**EXERCISE PROMPT**
Beginning with the first line of the entries below, quote each line until you reach and include the line with "Target: passenger coach".

::: MATERIAL TO PROCESS

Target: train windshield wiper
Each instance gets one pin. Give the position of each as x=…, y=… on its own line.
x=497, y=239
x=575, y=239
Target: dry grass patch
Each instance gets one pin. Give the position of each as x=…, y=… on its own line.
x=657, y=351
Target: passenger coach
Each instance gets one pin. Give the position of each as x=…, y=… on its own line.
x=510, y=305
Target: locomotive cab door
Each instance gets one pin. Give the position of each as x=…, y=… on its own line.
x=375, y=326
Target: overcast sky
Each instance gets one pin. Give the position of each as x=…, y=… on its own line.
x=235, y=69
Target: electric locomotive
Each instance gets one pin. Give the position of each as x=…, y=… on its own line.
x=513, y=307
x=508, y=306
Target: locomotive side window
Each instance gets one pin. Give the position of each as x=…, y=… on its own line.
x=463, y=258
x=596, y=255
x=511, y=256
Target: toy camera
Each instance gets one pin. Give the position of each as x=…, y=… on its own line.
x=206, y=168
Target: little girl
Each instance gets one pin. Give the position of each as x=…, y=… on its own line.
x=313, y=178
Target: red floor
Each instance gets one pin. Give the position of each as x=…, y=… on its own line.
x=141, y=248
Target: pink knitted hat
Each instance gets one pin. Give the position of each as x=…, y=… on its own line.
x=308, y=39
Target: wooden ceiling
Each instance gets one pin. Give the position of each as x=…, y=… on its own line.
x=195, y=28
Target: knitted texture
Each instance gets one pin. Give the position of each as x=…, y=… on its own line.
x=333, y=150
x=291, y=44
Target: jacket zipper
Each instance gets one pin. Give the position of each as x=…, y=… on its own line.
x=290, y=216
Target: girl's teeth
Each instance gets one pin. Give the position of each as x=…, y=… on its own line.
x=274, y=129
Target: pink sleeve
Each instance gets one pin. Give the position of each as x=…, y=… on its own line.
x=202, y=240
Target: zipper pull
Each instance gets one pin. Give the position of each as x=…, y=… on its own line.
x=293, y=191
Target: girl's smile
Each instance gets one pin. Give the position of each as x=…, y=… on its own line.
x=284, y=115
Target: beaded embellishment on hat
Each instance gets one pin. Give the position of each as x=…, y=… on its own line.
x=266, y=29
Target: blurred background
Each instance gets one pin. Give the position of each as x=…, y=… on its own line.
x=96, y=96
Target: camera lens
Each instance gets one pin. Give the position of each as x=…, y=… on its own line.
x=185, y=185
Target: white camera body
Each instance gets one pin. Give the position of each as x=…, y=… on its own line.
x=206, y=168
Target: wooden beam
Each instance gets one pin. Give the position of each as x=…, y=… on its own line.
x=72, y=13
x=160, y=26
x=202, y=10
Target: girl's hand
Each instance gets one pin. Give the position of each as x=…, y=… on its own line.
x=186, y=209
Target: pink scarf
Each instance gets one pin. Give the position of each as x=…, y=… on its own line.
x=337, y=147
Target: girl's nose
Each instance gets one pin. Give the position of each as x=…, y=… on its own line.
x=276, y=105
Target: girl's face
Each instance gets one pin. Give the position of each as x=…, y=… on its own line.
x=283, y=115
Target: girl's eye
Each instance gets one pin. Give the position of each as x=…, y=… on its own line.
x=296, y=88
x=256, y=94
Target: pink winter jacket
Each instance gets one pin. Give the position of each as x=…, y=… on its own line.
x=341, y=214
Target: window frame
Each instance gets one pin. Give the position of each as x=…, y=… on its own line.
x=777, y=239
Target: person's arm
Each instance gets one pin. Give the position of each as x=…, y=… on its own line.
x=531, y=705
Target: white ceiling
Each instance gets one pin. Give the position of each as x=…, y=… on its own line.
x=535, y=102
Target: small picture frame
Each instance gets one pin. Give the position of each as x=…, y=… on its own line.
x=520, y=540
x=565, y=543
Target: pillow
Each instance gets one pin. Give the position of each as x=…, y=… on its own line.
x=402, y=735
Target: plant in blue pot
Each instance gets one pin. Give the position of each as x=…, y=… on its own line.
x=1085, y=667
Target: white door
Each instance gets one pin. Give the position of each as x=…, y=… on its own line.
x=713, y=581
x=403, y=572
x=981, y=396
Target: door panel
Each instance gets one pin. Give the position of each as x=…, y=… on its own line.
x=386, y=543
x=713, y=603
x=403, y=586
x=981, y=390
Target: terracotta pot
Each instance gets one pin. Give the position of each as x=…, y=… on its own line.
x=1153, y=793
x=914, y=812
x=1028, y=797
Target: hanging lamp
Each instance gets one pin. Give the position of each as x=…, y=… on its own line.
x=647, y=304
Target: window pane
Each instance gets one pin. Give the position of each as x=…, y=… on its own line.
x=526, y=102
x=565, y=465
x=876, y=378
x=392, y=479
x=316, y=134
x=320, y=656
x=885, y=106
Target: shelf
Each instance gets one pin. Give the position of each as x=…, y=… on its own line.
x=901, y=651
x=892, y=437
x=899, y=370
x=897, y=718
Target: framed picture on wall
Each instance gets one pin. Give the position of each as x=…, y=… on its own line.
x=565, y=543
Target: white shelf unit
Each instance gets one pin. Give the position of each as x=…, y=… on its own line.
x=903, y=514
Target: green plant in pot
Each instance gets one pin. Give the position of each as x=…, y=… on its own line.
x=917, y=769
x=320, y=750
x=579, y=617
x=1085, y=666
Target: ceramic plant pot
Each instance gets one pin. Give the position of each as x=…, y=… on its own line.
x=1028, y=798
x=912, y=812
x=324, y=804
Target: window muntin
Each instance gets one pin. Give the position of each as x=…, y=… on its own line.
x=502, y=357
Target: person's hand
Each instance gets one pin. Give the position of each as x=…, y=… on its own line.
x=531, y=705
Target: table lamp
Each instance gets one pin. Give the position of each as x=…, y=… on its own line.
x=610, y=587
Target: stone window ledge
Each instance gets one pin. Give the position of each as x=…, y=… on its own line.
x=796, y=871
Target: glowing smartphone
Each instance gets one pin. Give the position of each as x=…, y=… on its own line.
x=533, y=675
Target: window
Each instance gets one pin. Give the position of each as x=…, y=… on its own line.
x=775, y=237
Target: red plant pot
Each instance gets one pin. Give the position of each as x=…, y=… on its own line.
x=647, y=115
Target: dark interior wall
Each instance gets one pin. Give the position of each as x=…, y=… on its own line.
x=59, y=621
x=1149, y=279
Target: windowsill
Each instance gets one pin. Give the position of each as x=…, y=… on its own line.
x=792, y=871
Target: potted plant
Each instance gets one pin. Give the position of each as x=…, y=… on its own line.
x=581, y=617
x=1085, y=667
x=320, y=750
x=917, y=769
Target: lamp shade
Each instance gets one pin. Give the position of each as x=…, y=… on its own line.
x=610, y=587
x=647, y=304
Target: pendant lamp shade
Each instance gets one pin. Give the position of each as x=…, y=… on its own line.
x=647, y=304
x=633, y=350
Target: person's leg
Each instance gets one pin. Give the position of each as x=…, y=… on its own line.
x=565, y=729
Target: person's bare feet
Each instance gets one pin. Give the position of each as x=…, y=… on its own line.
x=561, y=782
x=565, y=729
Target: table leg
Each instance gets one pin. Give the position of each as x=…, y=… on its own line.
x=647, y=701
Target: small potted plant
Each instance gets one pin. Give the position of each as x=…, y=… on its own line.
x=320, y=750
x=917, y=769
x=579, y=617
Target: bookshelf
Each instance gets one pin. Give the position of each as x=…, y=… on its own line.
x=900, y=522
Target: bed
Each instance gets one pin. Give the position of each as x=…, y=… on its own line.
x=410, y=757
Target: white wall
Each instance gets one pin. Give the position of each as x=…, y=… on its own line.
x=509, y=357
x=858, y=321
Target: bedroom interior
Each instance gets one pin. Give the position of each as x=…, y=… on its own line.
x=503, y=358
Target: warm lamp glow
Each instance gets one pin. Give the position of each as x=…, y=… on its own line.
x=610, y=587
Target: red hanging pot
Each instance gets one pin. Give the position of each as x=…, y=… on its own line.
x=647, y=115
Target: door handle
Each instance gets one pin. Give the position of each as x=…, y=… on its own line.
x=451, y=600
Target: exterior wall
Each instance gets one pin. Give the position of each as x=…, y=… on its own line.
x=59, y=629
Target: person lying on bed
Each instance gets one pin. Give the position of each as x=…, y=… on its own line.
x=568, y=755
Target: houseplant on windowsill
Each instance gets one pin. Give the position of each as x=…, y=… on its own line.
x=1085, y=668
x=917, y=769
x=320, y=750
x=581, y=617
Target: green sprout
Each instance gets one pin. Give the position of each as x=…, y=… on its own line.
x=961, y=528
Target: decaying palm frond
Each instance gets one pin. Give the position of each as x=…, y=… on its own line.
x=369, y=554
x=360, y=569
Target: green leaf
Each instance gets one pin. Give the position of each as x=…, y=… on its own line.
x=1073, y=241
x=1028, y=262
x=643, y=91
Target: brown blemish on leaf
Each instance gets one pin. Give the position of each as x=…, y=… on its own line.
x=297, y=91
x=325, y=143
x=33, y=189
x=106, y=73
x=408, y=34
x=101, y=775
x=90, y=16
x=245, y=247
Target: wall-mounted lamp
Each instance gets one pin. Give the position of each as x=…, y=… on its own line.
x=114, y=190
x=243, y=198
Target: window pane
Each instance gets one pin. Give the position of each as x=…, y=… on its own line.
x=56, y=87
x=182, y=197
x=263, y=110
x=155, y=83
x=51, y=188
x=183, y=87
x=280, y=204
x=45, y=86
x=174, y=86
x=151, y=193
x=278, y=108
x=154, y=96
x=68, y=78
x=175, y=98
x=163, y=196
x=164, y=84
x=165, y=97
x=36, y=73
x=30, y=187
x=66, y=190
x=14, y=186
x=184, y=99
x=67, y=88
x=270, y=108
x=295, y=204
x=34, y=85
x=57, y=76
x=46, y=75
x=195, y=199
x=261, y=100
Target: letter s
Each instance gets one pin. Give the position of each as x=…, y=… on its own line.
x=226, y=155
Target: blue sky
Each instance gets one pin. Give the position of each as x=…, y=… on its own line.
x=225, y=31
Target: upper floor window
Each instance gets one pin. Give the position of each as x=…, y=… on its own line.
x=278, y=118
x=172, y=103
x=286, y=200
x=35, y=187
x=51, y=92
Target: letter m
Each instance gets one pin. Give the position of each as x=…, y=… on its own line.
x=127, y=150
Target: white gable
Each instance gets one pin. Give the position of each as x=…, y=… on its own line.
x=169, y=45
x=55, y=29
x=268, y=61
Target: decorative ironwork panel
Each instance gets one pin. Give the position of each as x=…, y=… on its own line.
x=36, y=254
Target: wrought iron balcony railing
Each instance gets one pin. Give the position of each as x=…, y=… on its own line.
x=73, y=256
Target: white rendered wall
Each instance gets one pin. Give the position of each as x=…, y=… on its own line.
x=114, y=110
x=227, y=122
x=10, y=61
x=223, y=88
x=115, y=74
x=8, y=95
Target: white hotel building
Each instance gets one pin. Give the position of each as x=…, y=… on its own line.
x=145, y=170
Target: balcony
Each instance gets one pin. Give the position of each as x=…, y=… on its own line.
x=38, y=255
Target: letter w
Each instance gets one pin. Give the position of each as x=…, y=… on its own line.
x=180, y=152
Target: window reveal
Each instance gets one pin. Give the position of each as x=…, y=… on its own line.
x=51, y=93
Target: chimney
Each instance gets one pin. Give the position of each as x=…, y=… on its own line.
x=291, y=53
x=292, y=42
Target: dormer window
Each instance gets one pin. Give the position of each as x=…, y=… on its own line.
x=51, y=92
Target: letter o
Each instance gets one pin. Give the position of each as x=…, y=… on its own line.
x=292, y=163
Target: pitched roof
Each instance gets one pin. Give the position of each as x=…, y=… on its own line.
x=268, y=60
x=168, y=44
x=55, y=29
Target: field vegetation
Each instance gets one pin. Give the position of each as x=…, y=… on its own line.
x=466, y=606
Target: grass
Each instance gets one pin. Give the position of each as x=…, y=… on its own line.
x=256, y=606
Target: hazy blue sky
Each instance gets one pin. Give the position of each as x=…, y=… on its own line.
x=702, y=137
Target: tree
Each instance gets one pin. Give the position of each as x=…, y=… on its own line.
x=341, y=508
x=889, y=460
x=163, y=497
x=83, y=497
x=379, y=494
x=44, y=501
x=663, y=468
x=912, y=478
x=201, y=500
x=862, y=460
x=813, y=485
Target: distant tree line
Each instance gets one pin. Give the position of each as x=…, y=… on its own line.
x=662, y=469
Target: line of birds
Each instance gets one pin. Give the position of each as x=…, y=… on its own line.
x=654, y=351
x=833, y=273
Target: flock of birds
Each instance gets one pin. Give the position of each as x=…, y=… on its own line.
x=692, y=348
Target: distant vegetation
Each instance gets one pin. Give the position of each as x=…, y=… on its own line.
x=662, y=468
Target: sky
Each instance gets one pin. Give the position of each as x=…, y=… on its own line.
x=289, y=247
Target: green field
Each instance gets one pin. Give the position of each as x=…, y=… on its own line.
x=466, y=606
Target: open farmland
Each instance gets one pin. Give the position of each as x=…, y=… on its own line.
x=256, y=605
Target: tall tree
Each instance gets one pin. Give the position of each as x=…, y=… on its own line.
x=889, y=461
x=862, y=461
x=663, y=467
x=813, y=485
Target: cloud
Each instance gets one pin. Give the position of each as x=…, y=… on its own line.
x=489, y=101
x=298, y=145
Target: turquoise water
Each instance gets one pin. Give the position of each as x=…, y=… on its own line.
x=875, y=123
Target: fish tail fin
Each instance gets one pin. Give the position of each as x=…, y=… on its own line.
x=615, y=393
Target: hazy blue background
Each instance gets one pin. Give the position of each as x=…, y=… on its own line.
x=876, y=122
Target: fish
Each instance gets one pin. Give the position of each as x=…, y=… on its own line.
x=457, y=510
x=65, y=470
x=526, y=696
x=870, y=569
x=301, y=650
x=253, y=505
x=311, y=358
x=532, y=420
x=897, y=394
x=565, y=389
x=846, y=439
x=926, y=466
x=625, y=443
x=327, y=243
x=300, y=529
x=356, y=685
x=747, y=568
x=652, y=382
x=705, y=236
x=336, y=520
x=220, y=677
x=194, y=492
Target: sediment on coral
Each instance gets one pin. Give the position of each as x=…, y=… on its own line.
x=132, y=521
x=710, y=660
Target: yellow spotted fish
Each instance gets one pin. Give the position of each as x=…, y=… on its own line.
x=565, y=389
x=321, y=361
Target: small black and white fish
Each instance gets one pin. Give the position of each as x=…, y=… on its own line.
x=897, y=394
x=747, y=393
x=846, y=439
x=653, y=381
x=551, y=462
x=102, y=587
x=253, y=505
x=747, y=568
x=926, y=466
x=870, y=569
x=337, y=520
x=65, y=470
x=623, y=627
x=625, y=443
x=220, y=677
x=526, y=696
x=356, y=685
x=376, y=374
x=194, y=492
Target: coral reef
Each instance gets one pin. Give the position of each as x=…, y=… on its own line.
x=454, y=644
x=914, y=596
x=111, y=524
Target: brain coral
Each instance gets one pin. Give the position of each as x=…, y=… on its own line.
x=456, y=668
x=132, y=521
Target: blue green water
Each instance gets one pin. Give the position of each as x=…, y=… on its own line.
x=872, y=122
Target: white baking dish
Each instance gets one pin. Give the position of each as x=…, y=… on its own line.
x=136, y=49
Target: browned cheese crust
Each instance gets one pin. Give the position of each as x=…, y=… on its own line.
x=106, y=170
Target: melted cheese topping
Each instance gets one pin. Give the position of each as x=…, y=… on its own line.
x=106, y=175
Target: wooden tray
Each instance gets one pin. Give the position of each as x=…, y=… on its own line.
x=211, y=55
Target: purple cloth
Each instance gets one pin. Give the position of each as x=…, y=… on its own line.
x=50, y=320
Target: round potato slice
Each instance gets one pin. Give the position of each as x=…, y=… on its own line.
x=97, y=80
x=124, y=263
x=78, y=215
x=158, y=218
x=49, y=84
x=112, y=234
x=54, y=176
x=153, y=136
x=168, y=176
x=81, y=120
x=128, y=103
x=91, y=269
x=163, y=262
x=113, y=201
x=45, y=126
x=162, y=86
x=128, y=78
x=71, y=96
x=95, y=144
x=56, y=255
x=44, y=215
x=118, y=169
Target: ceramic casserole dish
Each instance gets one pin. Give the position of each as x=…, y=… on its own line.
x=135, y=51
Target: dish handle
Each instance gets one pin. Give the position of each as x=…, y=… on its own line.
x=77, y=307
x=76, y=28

::::::

**OUTPUT**
Target: train windshield wiper
Each instance gets one pin. Give the position of each as x=…, y=… on its own line.
x=497, y=239
x=575, y=239
Target: dry grass patch
Each instance gets one pin. Give the position of each as x=…, y=… on its own line.
x=657, y=351
Target: passenger coach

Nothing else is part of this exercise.